*EXERCISE DIRECTIONS:*
Your task is to restate the data word for word.

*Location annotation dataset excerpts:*
***

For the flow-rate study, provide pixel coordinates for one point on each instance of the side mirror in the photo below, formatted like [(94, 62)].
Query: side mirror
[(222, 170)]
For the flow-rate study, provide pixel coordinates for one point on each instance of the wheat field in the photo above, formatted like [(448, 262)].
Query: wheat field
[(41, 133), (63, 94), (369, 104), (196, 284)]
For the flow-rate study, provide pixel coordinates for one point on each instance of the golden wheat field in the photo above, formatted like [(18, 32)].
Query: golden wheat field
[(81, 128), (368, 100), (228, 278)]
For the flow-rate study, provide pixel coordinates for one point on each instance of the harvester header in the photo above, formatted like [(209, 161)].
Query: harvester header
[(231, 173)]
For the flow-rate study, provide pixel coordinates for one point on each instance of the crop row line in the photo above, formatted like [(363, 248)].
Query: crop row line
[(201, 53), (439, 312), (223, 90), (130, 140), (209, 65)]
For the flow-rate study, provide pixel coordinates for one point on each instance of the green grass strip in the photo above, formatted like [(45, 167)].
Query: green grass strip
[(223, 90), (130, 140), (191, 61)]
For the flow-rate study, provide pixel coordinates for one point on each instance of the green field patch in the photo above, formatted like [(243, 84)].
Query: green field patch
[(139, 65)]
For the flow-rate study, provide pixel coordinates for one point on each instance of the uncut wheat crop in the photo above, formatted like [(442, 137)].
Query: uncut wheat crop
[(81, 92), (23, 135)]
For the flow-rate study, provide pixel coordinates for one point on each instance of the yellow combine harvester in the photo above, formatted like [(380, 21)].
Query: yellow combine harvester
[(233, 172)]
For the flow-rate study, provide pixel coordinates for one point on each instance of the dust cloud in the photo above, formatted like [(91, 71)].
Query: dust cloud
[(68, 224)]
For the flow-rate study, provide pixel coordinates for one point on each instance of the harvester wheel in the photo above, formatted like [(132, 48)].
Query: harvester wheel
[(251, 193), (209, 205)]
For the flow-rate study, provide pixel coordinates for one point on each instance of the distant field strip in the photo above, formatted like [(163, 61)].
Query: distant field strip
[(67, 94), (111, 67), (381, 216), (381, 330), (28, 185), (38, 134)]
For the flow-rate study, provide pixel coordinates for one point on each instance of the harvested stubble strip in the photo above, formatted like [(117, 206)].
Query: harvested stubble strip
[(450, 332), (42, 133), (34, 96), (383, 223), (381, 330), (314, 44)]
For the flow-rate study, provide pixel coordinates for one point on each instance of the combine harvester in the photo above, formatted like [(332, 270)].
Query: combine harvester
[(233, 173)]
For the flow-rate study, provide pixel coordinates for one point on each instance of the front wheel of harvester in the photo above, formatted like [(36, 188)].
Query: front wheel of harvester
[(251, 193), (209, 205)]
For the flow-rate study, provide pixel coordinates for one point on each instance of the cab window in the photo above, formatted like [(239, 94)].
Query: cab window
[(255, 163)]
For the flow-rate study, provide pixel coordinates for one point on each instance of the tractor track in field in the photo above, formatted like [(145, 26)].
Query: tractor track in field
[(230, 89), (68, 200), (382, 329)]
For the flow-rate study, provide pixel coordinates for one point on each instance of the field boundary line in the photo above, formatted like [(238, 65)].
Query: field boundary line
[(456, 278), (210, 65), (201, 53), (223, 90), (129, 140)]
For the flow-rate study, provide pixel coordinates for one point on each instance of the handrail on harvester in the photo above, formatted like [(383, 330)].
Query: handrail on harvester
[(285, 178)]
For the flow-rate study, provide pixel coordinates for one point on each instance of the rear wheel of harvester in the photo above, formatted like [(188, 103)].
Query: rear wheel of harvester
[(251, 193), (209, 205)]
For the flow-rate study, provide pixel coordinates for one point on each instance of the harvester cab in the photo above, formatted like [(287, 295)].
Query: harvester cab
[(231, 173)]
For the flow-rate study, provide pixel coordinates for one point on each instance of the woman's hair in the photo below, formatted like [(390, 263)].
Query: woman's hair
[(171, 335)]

***

*EXERCISE RESPONSE:*
For the flow-rate study, provide pixel coordinates for one point on each instance of the side mirror in the photo below, formatted like [(94, 62)].
Query: side mirror
[(222, 170)]
For the flow-rate study, provide pixel coordinates for one point on each instance of the wheat field in the photo above, formatted like [(448, 262)].
Query: wheat field
[(41, 133), (63, 94), (369, 104), (196, 284)]
For the flow-rate study, provide pixel coordinates for one point on each instance of the golden wheat field in the photo above, formatted like [(18, 32)].
Query: golden wheat field
[(81, 128), (368, 100), (228, 278)]
For the flow-rate study, provide pixel coordinates for one point on each instance of the harvester header in the photo above, formatted like [(209, 161)].
Query: harvester header
[(231, 173)]
For the flow-rate study, provide pixel coordinates for one point on each instance of the crop row line in the photo above, formatted like [(363, 248)].
Query: crop row line
[(201, 53), (439, 312), (223, 90), (130, 140), (209, 65)]
For the flow-rate study, provide pixel coordinates for one point on each instance of the green grass strip in the photo above, formatted like [(45, 167)].
Query: green grass strip
[(223, 90), (130, 140), (191, 61)]
For the flow-rate study, provide pixel coordinates for one point on each instance of the green field patch in the photo above, formatted like [(243, 84)].
Query: green field patch
[(139, 65)]
For the flow-rate study, provide pixel coordinates for one point on each instance of the uncut wheat crop in the photo above, formatted like [(442, 137)].
Query: uncut wheat crop
[(81, 92), (23, 135)]
For the flow-rate study, provide pixel coordinates for one point on each instance of the yellow combine harvester in the photo above, formatted like [(380, 21)].
Query: yellow combine harvester
[(233, 172)]
For the flow-rate study, provide pixel coordinates for one point on each instance of the dust cloud in the photo above, formatted like [(91, 71)].
Query: dust cloud
[(68, 224)]
For the flow-rate study, provide pixel coordinates for one point on each instance of the harvester wheel in the photo above, formatted like [(132, 48)].
Query: harvester wheel
[(251, 193), (209, 205)]
For the flow-rate study, provide pixel coordinates for one point on each instance of the distant field strip in the photo above, formatted like [(163, 61)].
Query: distant field strip
[(67, 94), (111, 67), (381, 216), (381, 330), (28, 185), (38, 134)]
For the flow-rate study, provide pixel coordinates for one point on each instance of the harvested stubble strip in the photo above, formatted like [(117, 206)].
Query: harvested stubble strip
[(450, 332), (42, 133), (34, 96), (383, 223), (381, 330), (314, 44)]
For the flow-rate study, provide pixel coordinates for one point on each instance of the combine harvester in the photo above, formatted like [(332, 270)].
Query: combine harvester
[(233, 173)]
For the flow-rate study, provide pixel coordinates for one point on each instance of the front wheel of harvester in the photo above, formatted like [(36, 188)].
Query: front wheel of harvester
[(251, 193), (209, 205)]
For the flow-rate study, provide pixel coordinates for one point on each instance of the cab window in the photo above, formatted like [(239, 94)].
Query: cab window
[(255, 163)]
For the flow-rate study, provide pixel coordinates for one point on each instance of the tractor track in field in the photo above, formatted like [(145, 26)].
Query: tractor track in field
[(230, 89), (68, 200), (382, 329)]
For the flow-rate study, provide pixel coordinates for one point on each instance of the field boundary line in the photo above, formatted like [(238, 65)].
Query: field boundary line
[(456, 278), (210, 65), (201, 53), (223, 90), (129, 140)]
For the flow-rate study, provide pixel coordinates for one point on each instance of the handrail on harvester in the photo above, formatted like [(383, 330)].
Query: handrail on harvester
[(285, 178)]
For the flow-rate study, provide pixel coordinates for one point on each instance of the rear wheel of harvester in the photo above, formatted like [(188, 103)].
Query: rear wheel of harvester
[(251, 193), (209, 205)]
For the flow-rate study, provide pixel coordinates for one point on each instance of the harvester cab in the photo above, formatted like [(287, 295)].
Query: harvester cab
[(231, 173)]
For the flow-rate study, provide pixel coordinates for one point on each instance of the woman's hair in the photo below, formatted like [(390, 263)].
Query: woman's hair
[(171, 335)]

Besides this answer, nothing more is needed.